Your task. From the entries below, gather each line containing the word "separate".

Collected data entries.
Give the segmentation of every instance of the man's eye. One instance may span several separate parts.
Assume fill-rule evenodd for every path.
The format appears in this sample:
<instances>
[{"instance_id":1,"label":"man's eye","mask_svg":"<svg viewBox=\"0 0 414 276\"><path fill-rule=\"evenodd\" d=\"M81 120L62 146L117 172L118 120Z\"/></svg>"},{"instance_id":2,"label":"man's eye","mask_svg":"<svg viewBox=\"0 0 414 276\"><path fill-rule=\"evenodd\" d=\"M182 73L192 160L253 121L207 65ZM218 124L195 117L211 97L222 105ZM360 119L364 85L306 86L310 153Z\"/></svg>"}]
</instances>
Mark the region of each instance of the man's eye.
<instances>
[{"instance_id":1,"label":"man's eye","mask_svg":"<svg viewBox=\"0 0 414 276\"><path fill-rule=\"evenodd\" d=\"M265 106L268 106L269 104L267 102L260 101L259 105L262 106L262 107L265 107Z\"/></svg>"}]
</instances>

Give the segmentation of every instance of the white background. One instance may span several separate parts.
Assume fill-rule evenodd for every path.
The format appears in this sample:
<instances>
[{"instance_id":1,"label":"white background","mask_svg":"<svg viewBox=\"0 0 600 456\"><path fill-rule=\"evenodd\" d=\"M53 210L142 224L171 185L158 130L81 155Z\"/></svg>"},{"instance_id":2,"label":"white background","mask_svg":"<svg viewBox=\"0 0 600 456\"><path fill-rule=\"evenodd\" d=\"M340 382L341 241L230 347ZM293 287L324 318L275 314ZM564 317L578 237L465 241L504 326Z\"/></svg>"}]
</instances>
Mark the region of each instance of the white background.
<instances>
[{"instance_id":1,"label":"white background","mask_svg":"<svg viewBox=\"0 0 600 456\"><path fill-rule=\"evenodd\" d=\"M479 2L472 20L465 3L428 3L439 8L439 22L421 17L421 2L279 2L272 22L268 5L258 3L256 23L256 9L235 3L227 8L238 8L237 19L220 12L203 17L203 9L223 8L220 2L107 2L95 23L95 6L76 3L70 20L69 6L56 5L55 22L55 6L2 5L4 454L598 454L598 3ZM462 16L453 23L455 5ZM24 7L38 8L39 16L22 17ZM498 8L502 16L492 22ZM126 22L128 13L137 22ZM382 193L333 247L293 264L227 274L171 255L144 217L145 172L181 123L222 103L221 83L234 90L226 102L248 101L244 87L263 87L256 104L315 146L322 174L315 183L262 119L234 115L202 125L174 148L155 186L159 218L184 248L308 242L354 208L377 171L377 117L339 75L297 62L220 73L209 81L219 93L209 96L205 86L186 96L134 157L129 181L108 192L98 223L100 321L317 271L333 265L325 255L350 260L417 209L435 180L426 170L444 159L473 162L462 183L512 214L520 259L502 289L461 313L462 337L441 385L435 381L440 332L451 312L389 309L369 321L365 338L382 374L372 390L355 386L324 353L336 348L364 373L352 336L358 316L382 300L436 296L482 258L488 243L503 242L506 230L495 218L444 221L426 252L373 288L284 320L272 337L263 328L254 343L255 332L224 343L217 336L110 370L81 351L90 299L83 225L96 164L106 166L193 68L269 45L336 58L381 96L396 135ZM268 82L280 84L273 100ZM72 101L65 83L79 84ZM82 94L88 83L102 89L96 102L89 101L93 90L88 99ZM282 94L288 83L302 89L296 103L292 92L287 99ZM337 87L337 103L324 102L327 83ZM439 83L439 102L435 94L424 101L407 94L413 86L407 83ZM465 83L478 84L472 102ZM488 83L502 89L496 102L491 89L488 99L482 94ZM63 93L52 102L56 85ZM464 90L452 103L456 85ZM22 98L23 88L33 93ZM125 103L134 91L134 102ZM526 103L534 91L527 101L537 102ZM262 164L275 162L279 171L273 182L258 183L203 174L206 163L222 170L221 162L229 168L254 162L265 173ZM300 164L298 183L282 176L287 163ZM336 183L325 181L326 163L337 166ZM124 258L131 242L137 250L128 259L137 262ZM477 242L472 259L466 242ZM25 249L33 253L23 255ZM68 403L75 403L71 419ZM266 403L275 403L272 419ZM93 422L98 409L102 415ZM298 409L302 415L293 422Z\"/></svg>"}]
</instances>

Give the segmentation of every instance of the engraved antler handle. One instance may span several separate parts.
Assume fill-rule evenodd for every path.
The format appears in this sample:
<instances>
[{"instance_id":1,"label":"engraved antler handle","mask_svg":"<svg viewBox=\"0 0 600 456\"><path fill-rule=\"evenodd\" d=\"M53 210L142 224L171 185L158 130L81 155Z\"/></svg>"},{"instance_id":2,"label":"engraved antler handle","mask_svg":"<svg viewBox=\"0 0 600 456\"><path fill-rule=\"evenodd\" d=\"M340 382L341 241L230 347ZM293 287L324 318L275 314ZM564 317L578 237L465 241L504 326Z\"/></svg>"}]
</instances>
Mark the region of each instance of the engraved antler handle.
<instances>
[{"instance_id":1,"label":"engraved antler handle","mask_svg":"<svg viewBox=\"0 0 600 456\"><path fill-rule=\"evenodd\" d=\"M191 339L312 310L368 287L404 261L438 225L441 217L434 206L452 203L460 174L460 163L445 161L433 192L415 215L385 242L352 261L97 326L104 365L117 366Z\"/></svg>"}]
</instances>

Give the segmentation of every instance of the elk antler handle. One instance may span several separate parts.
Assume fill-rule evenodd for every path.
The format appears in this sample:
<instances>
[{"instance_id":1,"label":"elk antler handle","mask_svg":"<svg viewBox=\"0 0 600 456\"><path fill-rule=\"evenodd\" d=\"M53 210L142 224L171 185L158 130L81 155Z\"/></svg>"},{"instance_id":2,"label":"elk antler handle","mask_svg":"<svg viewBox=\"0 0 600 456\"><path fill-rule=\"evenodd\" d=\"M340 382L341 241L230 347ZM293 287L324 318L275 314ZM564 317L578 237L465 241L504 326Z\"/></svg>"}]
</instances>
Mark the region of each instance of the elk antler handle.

Finished exercise.
Give the segmentation of every instance of the man's eye. One instance may span several separate parts.
Give the segmentation of every instance of the white background. One instance may span several separate parts.
Give the segmentation of every instance of the engraved antler handle. One instance may span several separate parts.
Give the segmentation of every instance of the elk antler handle. One instance may span several separate parts.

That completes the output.